• Written problem:
Count the lines in the data below that contain the string "gradient", and reply with the number alone.

• Pointing records:
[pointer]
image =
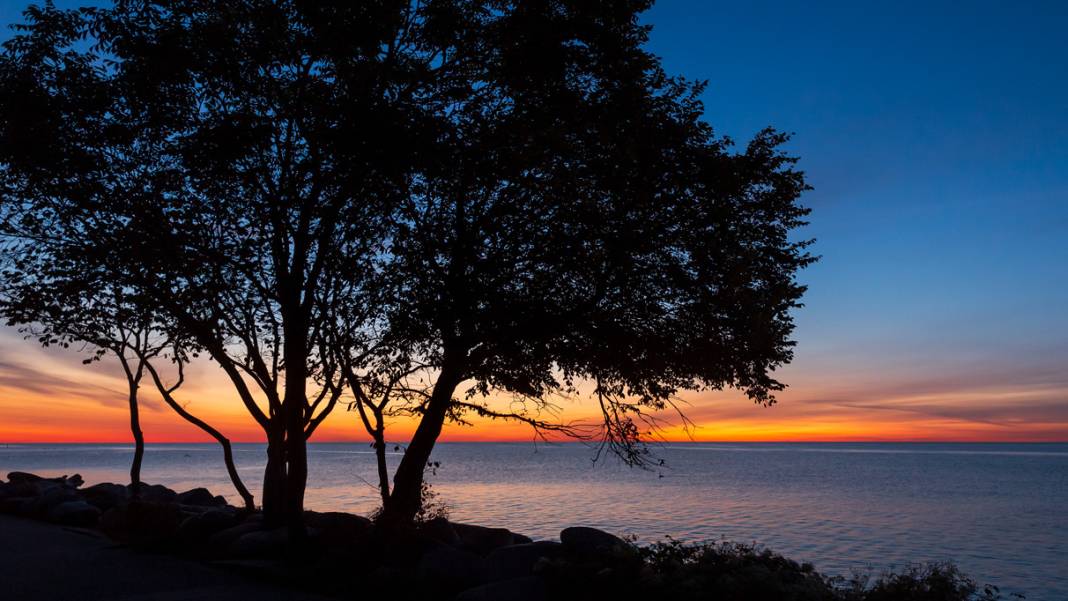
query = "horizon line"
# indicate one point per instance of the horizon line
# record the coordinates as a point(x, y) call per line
point(653, 443)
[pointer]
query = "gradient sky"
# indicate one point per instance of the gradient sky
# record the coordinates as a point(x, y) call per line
point(936, 136)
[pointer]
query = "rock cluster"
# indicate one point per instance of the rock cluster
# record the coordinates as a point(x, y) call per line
point(437, 559)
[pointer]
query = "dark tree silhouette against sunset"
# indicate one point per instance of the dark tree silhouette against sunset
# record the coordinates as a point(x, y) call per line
point(411, 206)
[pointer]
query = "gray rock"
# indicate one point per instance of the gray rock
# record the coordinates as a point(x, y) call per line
point(155, 493)
point(482, 539)
point(261, 543)
point(336, 528)
point(26, 477)
point(518, 560)
point(529, 588)
point(222, 539)
point(592, 541)
point(201, 526)
point(451, 569)
point(51, 497)
point(106, 495)
point(200, 497)
point(440, 530)
point(17, 505)
point(142, 522)
point(17, 477)
point(75, 513)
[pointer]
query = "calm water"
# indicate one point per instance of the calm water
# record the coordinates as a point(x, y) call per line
point(1000, 510)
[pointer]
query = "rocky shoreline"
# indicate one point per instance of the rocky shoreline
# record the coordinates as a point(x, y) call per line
point(349, 556)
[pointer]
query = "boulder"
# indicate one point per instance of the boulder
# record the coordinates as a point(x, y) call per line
point(482, 539)
point(106, 495)
point(221, 540)
point(26, 477)
point(592, 541)
point(155, 493)
point(529, 588)
point(17, 477)
point(53, 497)
point(440, 530)
point(75, 513)
point(17, 505)
point(200, 497)
point(518, 560)
point(261, 543)
point(450, 569)
point(403, 546)
point(199, 527)
point(336, 528)
point(142, 522)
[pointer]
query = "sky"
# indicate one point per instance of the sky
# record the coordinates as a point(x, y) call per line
point(936, 138)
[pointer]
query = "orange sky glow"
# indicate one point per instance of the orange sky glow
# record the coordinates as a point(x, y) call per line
point(48, 396)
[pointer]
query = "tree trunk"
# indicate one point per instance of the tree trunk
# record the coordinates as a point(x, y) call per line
point(405, 501)
point(296, 458)
point(273, 493)
point(138, 441)
point(228, 454)
point(383, 471)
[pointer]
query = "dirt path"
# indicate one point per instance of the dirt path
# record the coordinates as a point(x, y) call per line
point(48, 563)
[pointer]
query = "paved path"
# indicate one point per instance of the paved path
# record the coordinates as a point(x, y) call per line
point(42, 562)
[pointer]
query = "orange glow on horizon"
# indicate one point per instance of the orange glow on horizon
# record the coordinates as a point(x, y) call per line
point(50, 397)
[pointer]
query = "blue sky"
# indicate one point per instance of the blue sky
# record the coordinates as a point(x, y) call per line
point(936, 136)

• Output of the task:
2